Re: [PATCH 2/2] mm: thp: fix transparent_hugepage/defrag = madvise || always

Michal Hocko <mhocko@xxxxxxxx> · Wed, 22 Aug 2018 13:07:37 +0200

On Wed 22-08-18 11:02:14, Michal Hocko wrote:
> On Tue 21-08-18 17:40:49, Andrea Arcangeli wrote:
> > On Tue, Aug 21, 2018 at 01:50:57PM +0200, Michal Hocko wrote:
> [...]
> > > I really detest a new gfp flag for one time semantic that is muddy as
> > > hell.
> > 
> > Well there's no way to fix this other than to prevent reclaim to run,
> > if you still want to give a chance to page faults to obtain THP under
> > MADV_HUGEPAGE in the page fault without waiting minutes or hours for
> > khugpaged to catch up with it.
> 
> I do not get that part. Why should caller even care about reclaim vs.
> compaction. How can you even make an educated guess what makes more
> sense? This should be fully controlled by the allocator path. The caller
> should only care about how hard to try. It's been some time since I've
> looked but we used to have a gfp flags to tell that for THP allocations
> as well.

In other words, why do we even try to swap out when allocating costly
high order page for requests which do not insist to try really hard?

■ SUPPLIED DATA ■
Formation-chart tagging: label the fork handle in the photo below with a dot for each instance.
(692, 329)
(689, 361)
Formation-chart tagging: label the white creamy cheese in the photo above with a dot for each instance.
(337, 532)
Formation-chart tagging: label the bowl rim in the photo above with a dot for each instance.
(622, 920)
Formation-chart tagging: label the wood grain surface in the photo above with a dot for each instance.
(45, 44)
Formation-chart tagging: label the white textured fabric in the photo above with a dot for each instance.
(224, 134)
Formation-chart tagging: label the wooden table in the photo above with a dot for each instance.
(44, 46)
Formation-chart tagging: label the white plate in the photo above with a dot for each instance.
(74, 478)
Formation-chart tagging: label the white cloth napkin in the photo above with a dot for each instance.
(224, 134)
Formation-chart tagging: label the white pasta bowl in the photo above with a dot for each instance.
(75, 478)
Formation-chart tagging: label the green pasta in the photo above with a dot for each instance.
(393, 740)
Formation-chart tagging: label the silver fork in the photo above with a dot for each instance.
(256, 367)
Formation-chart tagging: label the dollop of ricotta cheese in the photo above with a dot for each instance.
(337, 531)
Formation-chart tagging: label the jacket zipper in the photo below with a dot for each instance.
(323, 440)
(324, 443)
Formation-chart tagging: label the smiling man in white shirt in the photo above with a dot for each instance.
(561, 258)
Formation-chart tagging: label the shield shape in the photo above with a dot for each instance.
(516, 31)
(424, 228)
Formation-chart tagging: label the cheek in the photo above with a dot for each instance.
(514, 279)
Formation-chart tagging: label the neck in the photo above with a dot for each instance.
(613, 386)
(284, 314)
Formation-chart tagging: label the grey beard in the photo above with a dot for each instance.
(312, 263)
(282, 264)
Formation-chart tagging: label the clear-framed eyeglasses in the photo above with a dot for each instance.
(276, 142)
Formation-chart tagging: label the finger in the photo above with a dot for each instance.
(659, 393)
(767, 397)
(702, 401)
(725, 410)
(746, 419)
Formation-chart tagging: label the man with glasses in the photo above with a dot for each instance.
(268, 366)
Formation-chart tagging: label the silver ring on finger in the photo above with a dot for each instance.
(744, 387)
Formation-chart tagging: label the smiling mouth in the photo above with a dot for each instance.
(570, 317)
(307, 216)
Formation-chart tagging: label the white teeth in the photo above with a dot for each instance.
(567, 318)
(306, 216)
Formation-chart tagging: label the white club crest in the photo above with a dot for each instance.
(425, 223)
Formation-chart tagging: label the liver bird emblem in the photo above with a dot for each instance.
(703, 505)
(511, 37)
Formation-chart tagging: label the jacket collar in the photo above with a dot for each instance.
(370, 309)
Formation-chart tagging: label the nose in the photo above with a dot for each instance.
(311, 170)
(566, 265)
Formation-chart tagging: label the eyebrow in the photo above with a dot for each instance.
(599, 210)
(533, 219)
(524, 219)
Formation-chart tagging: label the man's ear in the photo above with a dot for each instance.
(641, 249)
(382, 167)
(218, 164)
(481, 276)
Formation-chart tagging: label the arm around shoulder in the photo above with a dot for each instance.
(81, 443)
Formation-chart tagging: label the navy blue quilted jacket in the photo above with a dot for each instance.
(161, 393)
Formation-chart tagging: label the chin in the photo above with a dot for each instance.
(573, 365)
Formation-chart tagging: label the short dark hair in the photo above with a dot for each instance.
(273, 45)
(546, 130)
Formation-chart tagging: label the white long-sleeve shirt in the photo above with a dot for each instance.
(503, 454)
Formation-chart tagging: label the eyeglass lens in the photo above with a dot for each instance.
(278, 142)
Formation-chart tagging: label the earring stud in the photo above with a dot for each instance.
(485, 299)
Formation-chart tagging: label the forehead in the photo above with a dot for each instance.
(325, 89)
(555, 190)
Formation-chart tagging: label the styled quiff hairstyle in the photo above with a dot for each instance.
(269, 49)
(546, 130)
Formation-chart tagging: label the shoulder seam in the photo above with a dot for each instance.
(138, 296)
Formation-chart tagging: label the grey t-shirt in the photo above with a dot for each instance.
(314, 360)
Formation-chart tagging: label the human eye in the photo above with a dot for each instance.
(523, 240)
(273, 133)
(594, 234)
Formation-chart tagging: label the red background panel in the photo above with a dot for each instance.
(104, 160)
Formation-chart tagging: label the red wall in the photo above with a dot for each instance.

==

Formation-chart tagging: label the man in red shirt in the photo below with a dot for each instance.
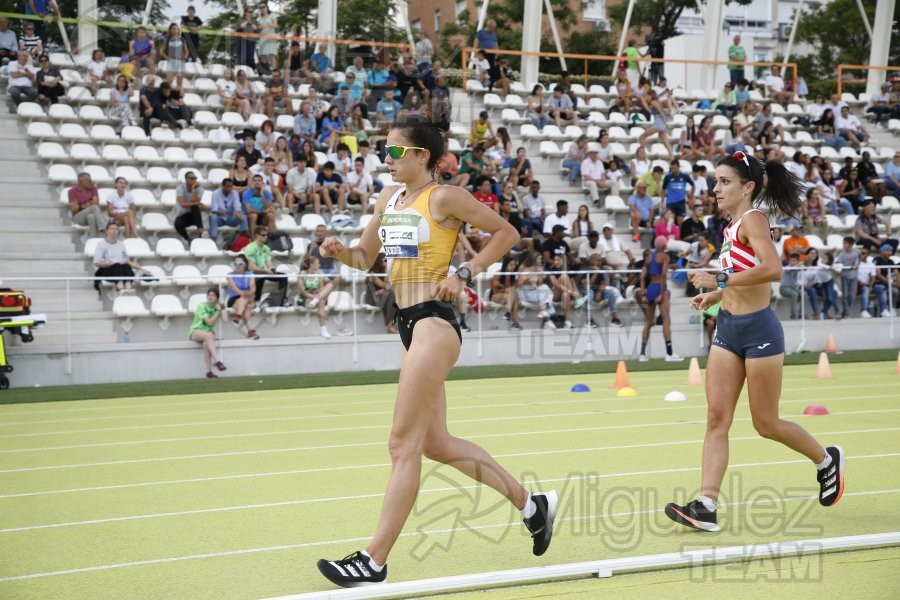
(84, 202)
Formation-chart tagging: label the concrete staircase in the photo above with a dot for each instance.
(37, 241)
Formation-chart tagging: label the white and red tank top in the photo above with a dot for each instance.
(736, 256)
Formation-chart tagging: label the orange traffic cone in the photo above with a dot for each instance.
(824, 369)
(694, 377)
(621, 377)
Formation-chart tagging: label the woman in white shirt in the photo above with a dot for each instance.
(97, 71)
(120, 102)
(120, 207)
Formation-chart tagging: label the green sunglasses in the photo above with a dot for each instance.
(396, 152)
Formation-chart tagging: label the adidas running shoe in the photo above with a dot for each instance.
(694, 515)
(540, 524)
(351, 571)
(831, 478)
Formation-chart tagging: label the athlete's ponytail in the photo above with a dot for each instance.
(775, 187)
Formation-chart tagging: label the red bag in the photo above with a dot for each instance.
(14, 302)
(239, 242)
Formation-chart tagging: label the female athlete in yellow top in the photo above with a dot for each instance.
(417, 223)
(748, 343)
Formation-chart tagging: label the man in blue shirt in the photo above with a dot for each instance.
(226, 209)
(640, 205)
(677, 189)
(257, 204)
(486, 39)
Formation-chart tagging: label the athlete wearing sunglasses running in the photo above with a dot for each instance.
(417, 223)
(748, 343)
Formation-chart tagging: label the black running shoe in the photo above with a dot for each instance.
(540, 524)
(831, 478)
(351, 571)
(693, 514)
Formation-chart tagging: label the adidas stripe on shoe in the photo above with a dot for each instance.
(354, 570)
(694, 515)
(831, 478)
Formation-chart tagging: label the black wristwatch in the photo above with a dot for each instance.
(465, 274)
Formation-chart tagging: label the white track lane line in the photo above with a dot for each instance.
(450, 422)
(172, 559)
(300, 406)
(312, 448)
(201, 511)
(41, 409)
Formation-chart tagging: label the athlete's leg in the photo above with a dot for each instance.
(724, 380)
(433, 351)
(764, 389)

■ GIVEN INSTRUCTION 1 ■
Answer these questions from the THP patch reply:
(a) What date and time does the header give for Michal Hocko's message?
(b) What does Andrea Arcangeli call the only way to fix the problem?
(c) What does Michal Hocko say the caller should care about?
■ GIVEN INSTRUCTION 2 ■
Write out the part of the THP patch reply that runs from "On Wed 22-08-18" down to "up with it.", word for word.
■ GIVEN INSTRUCTION 3 ■
Resume the THP patch reply after its last sentence and carry it further.

■ WRITTEN REPLY 1 ■
(a) Wednesday, 22 August 2018, at 13:07:37 +0200.
(b) Preventing reclaim from running.
(c) Only how hard to try.

■ WRITTEN REPLY 2 ■
On Wed 22-08-18 11:02:14, Michal Hocko wrote:
> On Tue 21-08-18 17:40:49, Andrea Arcangeli wrote:
> > On Tue, Aug 21, 2018 at 01:50:57PM +0200, Michal Hocko wrote:
> [...]
> > > I really detest a new gfp flag for one time semantic that is muddy as
> > > hell.
> > 
> > Well there's no way to fix this other than to prevent reclaim to run,
> > if you still want to give a chance to page faults to obtain THP under
> > MADV_HUGEPAGE in the page fault without waiting minutes or hours for
> > khugpaged to catch up with it.

■ WRITTEN REPLY 3 ■
I mean why don't we do something like this?
---

diff --git a/mm/vmscan.c b/mm/vmscan.c
index 03822f86f288..41005d3d4c2d 100644
--- a/mm/vmscan.c
+++ b/mm/vmscan.c
@@ -3071,6 +3071,14 @@ unsigned long try_to_free_pages(struct zonelist *zonelist, int order,
 	if (throttle_direct_reclaim(sc.gfp_mask, zonelist, nodemask))
 		return 1;
 
+	/*
+	 * If we are allocating a costly order and do not insist on trying really
+	 * hard then we should keep the reclaim impact at minimum. So only
+	 * focus on easily reclaimable memory.
+	 */
+	if (order > PAGE_ALLOC_COSTLY_ORDER && !(gfp_mask & __GFP_RETRY_MAYFAIL))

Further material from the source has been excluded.